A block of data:
▬▬▬▬▬▬
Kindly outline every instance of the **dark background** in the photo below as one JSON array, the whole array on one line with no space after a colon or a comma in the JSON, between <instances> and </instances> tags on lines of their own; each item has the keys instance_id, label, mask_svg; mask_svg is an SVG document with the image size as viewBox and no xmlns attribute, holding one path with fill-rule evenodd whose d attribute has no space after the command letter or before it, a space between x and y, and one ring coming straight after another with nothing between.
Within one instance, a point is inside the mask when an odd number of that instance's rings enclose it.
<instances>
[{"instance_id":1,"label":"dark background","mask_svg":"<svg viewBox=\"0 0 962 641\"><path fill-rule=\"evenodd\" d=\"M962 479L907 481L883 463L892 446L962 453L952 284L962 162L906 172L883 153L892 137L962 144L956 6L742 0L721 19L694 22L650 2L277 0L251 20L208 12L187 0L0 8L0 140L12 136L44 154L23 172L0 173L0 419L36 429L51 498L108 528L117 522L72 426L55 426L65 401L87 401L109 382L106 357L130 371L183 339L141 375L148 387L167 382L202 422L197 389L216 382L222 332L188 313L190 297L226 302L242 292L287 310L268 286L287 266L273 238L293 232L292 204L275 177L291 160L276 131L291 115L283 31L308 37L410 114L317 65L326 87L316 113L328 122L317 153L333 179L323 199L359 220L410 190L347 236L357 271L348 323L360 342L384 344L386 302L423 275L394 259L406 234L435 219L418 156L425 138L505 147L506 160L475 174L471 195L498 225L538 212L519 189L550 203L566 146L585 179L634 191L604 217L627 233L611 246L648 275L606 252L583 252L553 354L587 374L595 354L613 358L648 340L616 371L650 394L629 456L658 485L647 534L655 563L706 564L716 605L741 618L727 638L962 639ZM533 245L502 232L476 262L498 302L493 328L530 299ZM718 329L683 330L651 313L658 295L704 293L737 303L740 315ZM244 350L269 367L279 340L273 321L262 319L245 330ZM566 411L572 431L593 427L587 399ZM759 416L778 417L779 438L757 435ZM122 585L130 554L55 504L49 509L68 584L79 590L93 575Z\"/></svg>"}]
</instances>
▬▬▬▬▬▬
Please reproduce every line of the material word for word.

▶ _Expected answer_
Kindly outline every instance of the **dark background** in the photo below as one JSON array, the whole array on one line with no space after a colon or a comma in the JSON, between <instances> and </instances> tags on lines of their own; each item has the keys instance_id, label, mask_svg; mask_svg is an SVG document with the image size as viewBox and no xmlns attribute, holding one path with fill-rule evenodd whose d attribute has no space after the command letter or before it, a space between x and y, and one ring coming straight after another with nothing between.
Within one instance, a point is inside the mask when an odd number of that instance's rings enclose it.
<instances>
[{"instance_id":1,"label":"dark background","mask_svg":"<svg viewBox=\"0 0 962 641\"><path fill-rule=\"evenodd\" d=\"M962 479L907 481L883 463L892 446L962 453L952 284L962 162L906 172L883 153L892 137L962 144L956 6L742 0L721 19L694 22L650 2L277 0L251 20L208 12L187 0L0 8L0 140L12 136L44 154L23 172L0 173L0 419L36 429L51 498L108 528L117 522L72 426L55 426L65 401L87 401L109 382L106 357L130 371L183 339L141 375L148 387L167 382L202 422L197 389L216 382L222 332L188 313L190 297L226 302L242 292L287 310L268 286L287 266L273 238L293 232L292 204L275 177L291 160L276 131L291 115L283 31L308 37L410 114L317 65L326 87L316 113L328 122L317 153L333 179L323 199L359 220L410 190L347 236L357 271L348 323L360 342L384 344L386 302L423 275L394 259L406 234L435 219L418 156L425 138L505 147L506 160L475 174L471 195L498 225L538 212L519 189L550 203L566 146L585 179L634 191L604 217L627 233L611 246L648 275L606 252L583 252L553 354L587 374L595 354L613 358L648 340L616 371L650 394L629 456L658 485L647 534L655 563L706 564L716 605L741 618L727 638L962 639ZM533 245L502 232L476 262L498 302L493 328L530 299ZM718 329L683 330L651 313L658 295L704 293L737 303L740 315ZM244 350L269 367L279 340L273 321L262 319L245 330ZM566 411L572 431L593 427L587 399ZM759 416L778 417L779 438L757 435ZM122 585L130 554L55 504L49 509L68 584L79 590L93 575Z\"/></svg>"}]
</instances>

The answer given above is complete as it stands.